◆ EXERCISE DESCRIPTION
Copy each of the rows below word for word, keeping their order.

#### AVAILABLE RECORDS ####

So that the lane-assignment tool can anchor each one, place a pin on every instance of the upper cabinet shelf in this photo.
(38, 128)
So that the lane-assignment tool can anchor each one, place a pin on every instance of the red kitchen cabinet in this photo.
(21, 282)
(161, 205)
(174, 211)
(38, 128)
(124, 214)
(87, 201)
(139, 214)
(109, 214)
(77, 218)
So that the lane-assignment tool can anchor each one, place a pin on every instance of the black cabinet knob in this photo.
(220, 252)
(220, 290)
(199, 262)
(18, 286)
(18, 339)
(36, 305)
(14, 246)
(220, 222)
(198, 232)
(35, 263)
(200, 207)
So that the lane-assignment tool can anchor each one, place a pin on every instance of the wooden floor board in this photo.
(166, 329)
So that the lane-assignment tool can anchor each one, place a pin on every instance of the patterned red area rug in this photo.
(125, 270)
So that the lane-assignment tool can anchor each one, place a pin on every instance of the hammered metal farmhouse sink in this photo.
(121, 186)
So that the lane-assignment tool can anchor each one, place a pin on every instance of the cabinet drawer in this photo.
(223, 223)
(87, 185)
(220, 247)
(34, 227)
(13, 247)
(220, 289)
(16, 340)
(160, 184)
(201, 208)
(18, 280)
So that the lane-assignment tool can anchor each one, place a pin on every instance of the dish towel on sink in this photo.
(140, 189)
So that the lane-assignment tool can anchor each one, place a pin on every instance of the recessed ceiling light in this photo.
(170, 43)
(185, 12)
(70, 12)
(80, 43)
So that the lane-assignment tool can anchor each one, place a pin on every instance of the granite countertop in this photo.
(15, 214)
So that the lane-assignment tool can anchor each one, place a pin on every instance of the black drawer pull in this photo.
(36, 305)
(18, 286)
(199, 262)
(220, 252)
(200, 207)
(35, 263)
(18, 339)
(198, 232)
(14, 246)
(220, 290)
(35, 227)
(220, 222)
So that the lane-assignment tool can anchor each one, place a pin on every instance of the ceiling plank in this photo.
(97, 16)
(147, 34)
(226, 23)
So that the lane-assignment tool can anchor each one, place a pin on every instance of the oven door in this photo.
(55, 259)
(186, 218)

####

◆ OUTPUT OF THE TASK
So that the lane-assignment tool can anchor each one, place a pin on every instance of the upper cabinet shelf in this photo.
(38, 128)
So that the lane-assignment tool can anchor each one, place a pin on every instance of the red kitchen cabinet in this photo.
(21, 282)
(161, 205)
(174, 211)
(38, 128)
(124, 214)
(87, 201)
(139, 214)
(109, 214)
(77, 218)
So that the lane-assignment tool can anchor each one, place a pin on every instance of the black cabinet knob in this photo.
(220, 252)
(220, 290)
(199, 262)
(18, 286)
(18, 339)
(36, 305)
(14, 246)
(220, 222)
(198, 232)
(35, 263)
(200, 207)
So that the lane-assignment tool can anchor each one, place a pin on every instance of the wooden floor board in this photo.
(166, 329)
So that the lane-assignment tool can anchor each one, place a pin on every instance of the patterned red area rug in this photo.
(125, 270)
So that the lane-assignment tool can anchor each one, place a pin on every instance of the hammered metal farmhouse sink in this photo.
(121, 186)
So that the lane-assignment tool can anchor each one, place a pin on every instance of the cabinet drawer in this photo.
(223, 223)
(87, 185)
(220, 247)
(34, 227)
(13, 247)
(220, 289)
(16, 340)
(160, 184)
(201, 208)
(18, 280)
So that the lane-assignment tool can anchor each one, place a pin on every instance of the dish towel on sink in this photo.
(140, 189)
So that the lane-assignment tool can anchor each one, place a pin on every instance of the recessed ceiling light in this photo.
(170, 43)
(185, 12)
(70, 12)
(80, 43)
So that the lane-assignment tool can anchor each one, place a pin on every instance of the granite countertop in this photo.
(15, 214)
So that the lane-assignment tool can anchor each one, place a pin on every instance of the black drawer pull in this photo.
(36, 305)
(18, 286)
(199, 262)
(220, 252)
(200, 207)
(35, 263)
(18, 339)
(198, 232)
(14, 246)
(220, 290)
(35, 227)
(220, 222)
So that the lane-assignment tool can anchor each one, place a pin on every instance of the ceiling plank in this photo.
(97, 16)
(147, 34)
(226, 23)
So that the lane-assignment tool can anchor each one, place a pin on every instance of the oven door in this photo.
(55, 259)
(186, 218)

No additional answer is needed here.